#### [TEXT BLOCK]

════════

The Lost Properties of Love: Dr Sophie Ratcliffe (1876)

Sophie Ratcliffe.jpg

For our Valentine’s Day Special episode of Travels Through Time, we visit Lady Margaret Hall, Oxford, to talk to Dr Sophie Ratcliffe about Anna Karenina, Kate Field, Sofia Tolstoy and the year 1876.

~

Leo Tolstoy’s Anna Karenina is one of the dazzling achievements of nineteenth century literature. It is a story of power, ambition, fidelity and lust, ‘a warning against the myth and cult of love’, with the ill-starred relationship between the Russian socialites Anna and Count Vronsky at its centre.

In this episode of Travels Through Time, Sophie Ratcliffe shows how Anna was very much a child of the 1870s. Various historical figures can be found in her character. A well-known inspiration is Anna Stepanovna Pirogova, a jealous lover who threw herself under a freight train. A lesser-known one is the American journalist, lecturer and early telephone pioneer Kate Field.

If you find a woman in a nineteenth century novel reading on a train ... she’s a dangerous woman, she’s a fast woman.
— Dr Sophie Ratcliffe

Field was hugely charismatic and popular. The Chicago Tribune judged her ‘perhaps the most unique woman the present century has produced.’ She was among the first celebrity journalists. She was acquainted with Charles Dickens, Elizabeth Barrett Browning, Anthony Trollope, and George Eliot. For a time in the 1870s, she was employed as the first public relations manager for Alexander Graham Bell’s new invention, the telephone.

Here Ratcliffe explains how Field’s legacy stretched further still. As she explains in her new book, The Lost Properties of Love: ‘Parts of Kate Field live on in Anna Karenina. Anna Karenina is part Kate Field. That’s what writers do. They change lives.’

In this conversation, Ratcliffe guides us back to 1876 and to a historical past suspended between fact and fiction. She describes how trains were viewed as an invasive new technology; how time operates in intriguing ways in Tolstoy’s fiction, and she speculates about what was hidden in Anna’s red handbag as she stepped off the railway platform.

***

Click here to order Colin Jones’s book from John Sandoe’s who, we are delighted to say, are supplying books for the podcast.

════════

#### [DATA SUPPLIED]
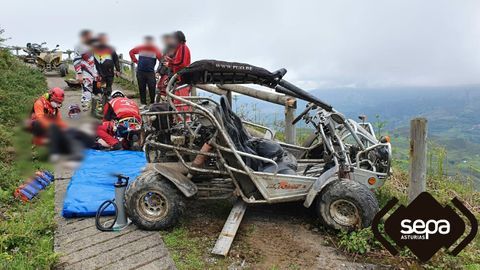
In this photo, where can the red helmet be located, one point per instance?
(56, 94)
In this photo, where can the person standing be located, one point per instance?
(181, 59)
(148, 54)
(84, 64)
(165, 73)
(106, 62)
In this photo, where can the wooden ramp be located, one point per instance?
(82, 246)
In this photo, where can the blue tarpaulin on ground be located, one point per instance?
(92, 183)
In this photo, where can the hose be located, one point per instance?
(100, 210)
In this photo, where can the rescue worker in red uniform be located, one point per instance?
(181, 59)
(121, 122)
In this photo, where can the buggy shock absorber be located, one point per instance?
(120, 220)
(200, 159)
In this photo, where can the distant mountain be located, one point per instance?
(453, 114)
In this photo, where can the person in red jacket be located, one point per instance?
(120, 107)
(179, 62)
(121, 123)
(182, 53)
(148, 54)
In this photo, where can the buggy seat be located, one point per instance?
(244, 142)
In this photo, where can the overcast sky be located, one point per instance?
(322, 44)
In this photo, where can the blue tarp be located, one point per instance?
(92, 183)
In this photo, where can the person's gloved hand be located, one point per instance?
(117, 146)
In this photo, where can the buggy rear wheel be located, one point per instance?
(347, 205)
(152, 203)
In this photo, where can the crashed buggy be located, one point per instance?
(198, 148)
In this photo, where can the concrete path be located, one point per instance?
(82, 246)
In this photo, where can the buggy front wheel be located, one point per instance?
(153, 203)
(346, 205)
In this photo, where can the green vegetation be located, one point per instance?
(26, 229)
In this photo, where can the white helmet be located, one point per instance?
(117, 93)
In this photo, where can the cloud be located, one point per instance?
(322, 43)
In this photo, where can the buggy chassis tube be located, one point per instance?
(288, 88)
(170, 96)
(320, 183)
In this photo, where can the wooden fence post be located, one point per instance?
(418, 157)
(230, 98)
(290, 132)
(134, 75)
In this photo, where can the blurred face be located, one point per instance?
(170, 41)
(85, 38)
(103, 39)
(149, 41)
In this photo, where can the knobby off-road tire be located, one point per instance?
(153, 203)
(346, 205)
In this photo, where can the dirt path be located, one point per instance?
(77, 240)
(283, 236)
(270, 237)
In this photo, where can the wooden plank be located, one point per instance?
(230, 228)
(418, 157)
(105, 255)
(105, 247)
(155, 257)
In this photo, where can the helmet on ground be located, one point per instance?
(56, 94)
(117, 93)
(74, 111)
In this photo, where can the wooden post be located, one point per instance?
(230, 98)
(290, 132)
(193, 91)
(418, 157)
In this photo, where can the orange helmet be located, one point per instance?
(56, 94)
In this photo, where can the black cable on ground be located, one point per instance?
(100, 210)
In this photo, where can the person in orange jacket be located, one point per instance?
(45, 113)
(47, 126)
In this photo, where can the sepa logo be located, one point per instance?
(425, 226)
(420, 230)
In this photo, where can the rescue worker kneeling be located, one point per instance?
(47, 126)
(121, 124)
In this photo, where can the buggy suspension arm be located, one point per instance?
(290, 89)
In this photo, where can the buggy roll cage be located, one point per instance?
(219, 72)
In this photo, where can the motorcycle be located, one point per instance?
(51, 60)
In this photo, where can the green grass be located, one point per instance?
(187, 252)
(26, 229)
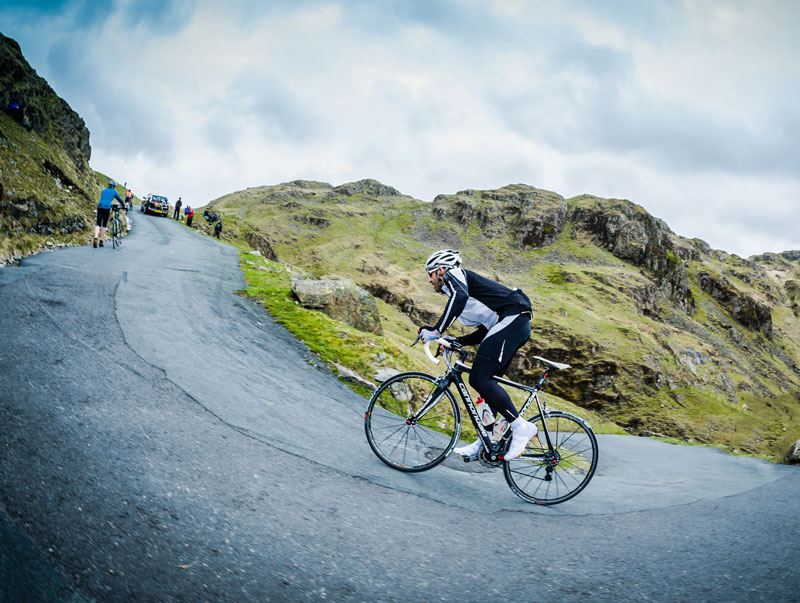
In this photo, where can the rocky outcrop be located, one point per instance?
(635, 236)
(404, 303)
(50, 116)
(533, 217)
(745, 310)
(341, 300)
(792, 456)
(367, 187)
(256, 240)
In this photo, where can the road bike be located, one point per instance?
(413, 422)
(116, 228)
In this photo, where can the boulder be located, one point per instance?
(258, 241)
(385, 373)
(367, 187)
(345, 374)
(747, 311)
(342, 300)
(792, 456)
(533, 217)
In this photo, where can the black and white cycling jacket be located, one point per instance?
(478, 301)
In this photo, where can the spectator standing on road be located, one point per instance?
(16, 110)
(104, 210)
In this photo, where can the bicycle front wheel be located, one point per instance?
(550, 474)
(412, 424)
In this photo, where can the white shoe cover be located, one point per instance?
(470, 449)
(522, 433)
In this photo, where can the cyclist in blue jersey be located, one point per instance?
(104, 210)
(503, 320)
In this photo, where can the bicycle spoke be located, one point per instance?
(405, 438)
(550, 476)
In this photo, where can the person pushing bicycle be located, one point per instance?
(503, 320)
(104, 210)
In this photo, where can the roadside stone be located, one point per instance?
(342, 300)
(351, 376)
(385, 373)
(792, 456)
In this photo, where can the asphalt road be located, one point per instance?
(161, 439)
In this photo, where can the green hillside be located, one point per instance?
(666, 336)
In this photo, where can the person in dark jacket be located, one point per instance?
(503, 320)
(17, 112)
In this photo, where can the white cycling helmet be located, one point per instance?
(449, 258)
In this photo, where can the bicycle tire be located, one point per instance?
(550, 480)
(404, 444)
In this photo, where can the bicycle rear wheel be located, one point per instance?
(548, 477)
(411, 423)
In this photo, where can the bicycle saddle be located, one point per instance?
(553, 365)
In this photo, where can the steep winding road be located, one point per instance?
(162, 439)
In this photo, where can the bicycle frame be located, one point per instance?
(454, 376)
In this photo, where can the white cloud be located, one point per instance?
(685, 108)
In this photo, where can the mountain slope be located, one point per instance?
(47, 189)
(665, 334)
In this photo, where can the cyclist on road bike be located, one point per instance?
(503, 320)
(104, 210)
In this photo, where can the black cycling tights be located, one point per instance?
(493, 358)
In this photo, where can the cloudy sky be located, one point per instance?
(686, 107)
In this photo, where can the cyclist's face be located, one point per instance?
(433, 278)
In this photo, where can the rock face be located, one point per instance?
(49, 114)
(342, 301)
(47, 188)
(749, 312)
(367, 187)
(635, 236)
(534, 217)
(256, 240)
(792, 456)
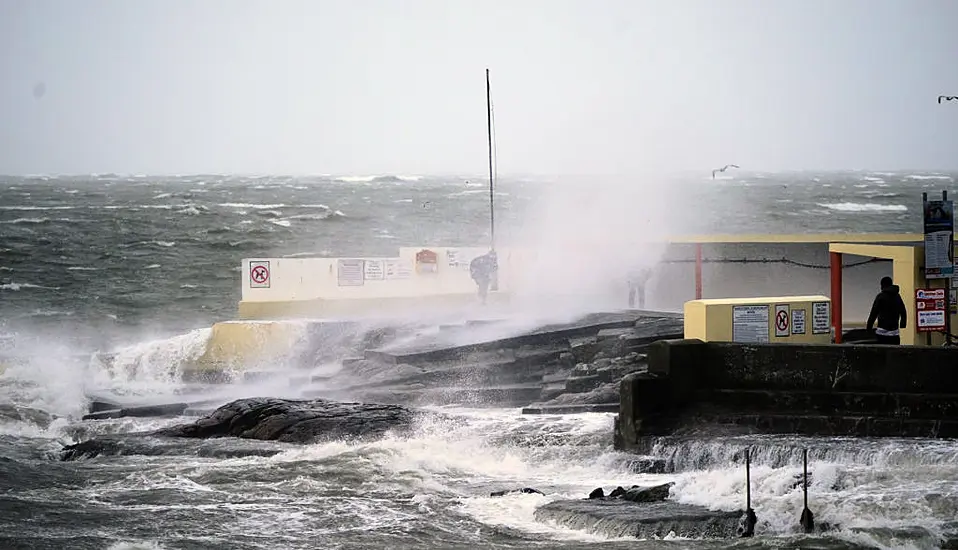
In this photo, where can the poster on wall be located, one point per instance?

════════

#### [EXERCISES TO COMPLETE]
a) Translate this sentence from the episode description into French: "She was among the first celebrity journalists."
b) Transcribe the episode description from "The Lost Properties of Love: Dr" up to and including "the year 1876.".

#### [ANSWERS FOR THE EXERCISE]
a) Elle fut l'une des premières journalistes célèbres.

b)
The Lost Properties of Love: Dr Sophie Ratcliffe (1876)

Sophie Ratcliffe.jpg

For our Valentine’s Day Special episode of Travels Through Time, we visit Lady Margaret Hall, Oxford, to talk to Dr Sophie Ratcliffe about Anna Karenina, Kate Field, Sofia Tolstoy and the year 1876.